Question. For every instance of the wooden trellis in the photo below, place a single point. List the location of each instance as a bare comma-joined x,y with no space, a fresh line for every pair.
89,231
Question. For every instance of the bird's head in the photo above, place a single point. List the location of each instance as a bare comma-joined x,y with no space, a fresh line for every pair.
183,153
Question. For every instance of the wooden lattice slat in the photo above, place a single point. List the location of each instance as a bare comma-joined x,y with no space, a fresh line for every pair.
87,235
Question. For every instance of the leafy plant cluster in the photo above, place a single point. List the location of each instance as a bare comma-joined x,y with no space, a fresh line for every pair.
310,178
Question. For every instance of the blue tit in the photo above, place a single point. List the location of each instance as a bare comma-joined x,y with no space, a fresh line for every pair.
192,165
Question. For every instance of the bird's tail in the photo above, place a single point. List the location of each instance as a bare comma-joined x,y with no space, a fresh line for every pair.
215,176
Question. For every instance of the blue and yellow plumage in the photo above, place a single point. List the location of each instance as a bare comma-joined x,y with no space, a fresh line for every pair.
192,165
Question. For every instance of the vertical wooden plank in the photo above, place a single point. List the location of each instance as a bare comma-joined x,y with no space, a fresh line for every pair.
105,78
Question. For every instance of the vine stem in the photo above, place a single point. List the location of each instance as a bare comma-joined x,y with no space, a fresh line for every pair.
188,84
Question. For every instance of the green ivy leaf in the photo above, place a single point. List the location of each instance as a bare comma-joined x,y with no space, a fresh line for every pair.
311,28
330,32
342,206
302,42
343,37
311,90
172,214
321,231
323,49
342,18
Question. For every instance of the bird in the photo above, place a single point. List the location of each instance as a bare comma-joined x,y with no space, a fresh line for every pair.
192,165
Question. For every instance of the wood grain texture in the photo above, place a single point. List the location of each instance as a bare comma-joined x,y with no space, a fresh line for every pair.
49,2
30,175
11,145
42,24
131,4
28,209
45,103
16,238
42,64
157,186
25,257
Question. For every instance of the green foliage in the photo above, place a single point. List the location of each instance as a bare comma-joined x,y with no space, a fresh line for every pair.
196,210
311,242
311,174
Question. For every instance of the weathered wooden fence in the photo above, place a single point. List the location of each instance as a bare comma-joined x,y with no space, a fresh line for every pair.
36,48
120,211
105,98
· · · · · · ·
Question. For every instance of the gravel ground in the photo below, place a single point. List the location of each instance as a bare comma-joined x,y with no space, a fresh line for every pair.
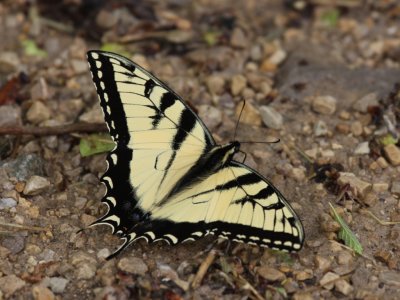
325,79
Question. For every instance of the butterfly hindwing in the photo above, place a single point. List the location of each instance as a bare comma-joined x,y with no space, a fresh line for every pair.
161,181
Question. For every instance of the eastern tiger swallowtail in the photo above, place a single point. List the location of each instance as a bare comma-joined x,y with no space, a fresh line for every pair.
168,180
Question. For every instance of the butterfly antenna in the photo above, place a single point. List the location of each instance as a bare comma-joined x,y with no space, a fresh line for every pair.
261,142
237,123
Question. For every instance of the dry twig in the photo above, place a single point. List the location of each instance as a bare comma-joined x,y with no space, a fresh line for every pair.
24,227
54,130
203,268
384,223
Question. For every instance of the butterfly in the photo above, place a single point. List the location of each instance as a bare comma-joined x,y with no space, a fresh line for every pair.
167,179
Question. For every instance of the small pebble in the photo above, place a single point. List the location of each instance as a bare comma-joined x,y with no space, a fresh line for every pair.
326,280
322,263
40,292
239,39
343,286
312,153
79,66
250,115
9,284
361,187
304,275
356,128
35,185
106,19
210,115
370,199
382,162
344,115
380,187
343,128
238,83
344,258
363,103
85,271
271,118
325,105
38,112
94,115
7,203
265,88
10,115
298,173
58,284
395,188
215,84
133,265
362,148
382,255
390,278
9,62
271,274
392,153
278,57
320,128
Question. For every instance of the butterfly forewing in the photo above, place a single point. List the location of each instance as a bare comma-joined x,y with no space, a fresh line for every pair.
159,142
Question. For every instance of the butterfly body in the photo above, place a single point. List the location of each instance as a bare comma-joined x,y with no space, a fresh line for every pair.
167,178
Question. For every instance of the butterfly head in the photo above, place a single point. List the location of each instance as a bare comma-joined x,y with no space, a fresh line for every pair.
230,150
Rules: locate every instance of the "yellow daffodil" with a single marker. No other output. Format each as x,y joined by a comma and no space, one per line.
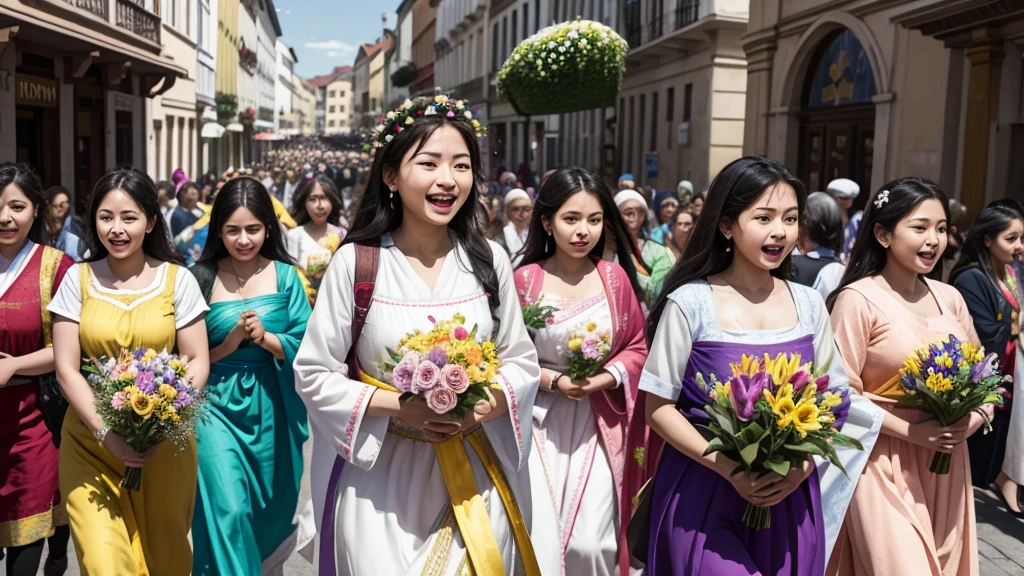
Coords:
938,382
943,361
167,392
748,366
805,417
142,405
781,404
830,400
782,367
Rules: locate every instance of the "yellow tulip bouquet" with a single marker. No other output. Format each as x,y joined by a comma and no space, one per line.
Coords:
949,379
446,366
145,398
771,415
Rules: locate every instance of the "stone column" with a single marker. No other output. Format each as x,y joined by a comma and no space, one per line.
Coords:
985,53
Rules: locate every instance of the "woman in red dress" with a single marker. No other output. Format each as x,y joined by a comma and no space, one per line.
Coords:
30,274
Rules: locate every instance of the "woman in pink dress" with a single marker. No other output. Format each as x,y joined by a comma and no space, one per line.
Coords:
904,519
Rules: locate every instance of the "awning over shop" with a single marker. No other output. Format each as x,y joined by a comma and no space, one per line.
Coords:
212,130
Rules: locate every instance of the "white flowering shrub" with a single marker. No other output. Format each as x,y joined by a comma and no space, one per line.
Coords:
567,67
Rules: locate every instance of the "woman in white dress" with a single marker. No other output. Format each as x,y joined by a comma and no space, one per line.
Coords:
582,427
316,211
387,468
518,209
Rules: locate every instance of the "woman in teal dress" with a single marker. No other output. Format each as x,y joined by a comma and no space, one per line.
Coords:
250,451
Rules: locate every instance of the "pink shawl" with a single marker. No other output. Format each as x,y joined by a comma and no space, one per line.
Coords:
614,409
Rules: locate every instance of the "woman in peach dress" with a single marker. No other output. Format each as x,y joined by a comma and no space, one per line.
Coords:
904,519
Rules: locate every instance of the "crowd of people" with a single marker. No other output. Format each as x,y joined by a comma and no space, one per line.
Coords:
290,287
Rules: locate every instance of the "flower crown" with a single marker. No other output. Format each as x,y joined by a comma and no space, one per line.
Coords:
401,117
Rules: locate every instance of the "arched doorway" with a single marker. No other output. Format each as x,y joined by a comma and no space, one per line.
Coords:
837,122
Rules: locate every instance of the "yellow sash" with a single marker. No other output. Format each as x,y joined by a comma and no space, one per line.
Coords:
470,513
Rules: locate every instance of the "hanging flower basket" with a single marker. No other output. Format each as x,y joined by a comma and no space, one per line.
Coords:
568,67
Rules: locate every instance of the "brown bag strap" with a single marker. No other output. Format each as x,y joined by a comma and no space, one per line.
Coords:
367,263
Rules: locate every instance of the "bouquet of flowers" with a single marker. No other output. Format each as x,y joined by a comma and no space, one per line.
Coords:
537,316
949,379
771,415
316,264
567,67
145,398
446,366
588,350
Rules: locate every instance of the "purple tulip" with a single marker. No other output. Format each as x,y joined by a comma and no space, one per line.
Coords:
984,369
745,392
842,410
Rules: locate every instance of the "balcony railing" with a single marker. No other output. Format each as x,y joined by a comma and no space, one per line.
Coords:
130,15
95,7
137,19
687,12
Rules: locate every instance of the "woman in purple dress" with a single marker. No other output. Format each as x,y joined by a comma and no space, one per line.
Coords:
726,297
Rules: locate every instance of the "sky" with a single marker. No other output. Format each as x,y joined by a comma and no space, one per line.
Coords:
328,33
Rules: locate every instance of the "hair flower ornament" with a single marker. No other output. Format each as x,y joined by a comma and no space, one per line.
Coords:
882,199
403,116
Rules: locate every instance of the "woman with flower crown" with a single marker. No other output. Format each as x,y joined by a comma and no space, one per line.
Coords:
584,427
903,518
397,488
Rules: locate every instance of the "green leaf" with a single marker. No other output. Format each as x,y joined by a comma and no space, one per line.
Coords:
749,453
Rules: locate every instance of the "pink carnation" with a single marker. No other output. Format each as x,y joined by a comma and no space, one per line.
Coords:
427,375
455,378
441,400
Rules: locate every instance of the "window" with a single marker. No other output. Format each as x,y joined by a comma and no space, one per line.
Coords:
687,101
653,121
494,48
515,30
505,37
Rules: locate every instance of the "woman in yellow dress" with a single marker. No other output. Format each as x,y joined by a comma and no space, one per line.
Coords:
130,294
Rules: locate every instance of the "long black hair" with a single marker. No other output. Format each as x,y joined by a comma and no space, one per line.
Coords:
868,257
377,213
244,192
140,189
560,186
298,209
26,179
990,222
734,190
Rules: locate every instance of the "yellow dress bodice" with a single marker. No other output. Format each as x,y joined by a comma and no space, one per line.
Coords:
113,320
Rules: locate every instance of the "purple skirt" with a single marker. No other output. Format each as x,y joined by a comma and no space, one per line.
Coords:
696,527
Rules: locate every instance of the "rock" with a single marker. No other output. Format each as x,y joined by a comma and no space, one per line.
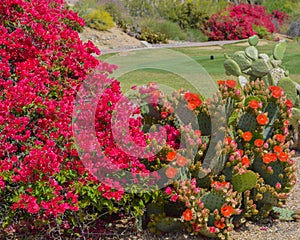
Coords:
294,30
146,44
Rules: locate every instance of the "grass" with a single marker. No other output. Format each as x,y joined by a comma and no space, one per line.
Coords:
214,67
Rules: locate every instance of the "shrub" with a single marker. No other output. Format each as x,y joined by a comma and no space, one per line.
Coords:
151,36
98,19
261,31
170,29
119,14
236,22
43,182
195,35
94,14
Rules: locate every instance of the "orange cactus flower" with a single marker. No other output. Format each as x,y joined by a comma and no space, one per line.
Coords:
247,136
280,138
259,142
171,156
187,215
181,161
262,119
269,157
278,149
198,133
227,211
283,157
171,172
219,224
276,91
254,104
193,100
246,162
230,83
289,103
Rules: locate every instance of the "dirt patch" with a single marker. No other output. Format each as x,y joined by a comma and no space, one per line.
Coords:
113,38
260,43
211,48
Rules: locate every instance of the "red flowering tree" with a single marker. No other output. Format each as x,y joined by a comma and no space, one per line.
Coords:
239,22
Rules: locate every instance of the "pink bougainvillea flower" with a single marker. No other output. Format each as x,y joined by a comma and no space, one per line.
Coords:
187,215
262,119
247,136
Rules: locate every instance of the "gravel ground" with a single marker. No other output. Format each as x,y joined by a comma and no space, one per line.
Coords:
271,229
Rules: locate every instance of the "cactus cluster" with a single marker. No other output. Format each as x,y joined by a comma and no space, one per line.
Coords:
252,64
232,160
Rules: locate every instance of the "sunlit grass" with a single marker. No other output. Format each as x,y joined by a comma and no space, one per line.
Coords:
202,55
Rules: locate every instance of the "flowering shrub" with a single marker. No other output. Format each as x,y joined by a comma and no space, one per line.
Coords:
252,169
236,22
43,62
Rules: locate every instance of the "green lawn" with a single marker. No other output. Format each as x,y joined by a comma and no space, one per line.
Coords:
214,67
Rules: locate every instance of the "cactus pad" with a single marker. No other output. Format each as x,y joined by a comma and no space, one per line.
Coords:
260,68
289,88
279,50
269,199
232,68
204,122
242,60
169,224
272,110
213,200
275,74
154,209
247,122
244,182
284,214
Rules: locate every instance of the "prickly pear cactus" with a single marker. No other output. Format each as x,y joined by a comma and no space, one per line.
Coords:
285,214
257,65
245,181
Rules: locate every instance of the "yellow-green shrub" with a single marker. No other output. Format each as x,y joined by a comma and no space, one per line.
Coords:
· · · · · · ·
Search the entries above for the string "pink". Copy each line that holds it.

Rules: locate every instance of the "woman in pink dress" with a single marker. No other output. Format each as x,y joined by a comma and no space, one per line.
Rules: locate every instance of the "pink shawl" with a single marker. No other output. Format each as x,y joined by a comma and no space, one per line.
Rules: locate every instance of the "pink carnation" with a single marker. No other output. Format each as x,y joined by a comma and no space, one per line.
Rules: locate every instance of the "pink bougainvillea flower" with a single marker. No other output. Format each as x,y joined by a comma and no space, one per line.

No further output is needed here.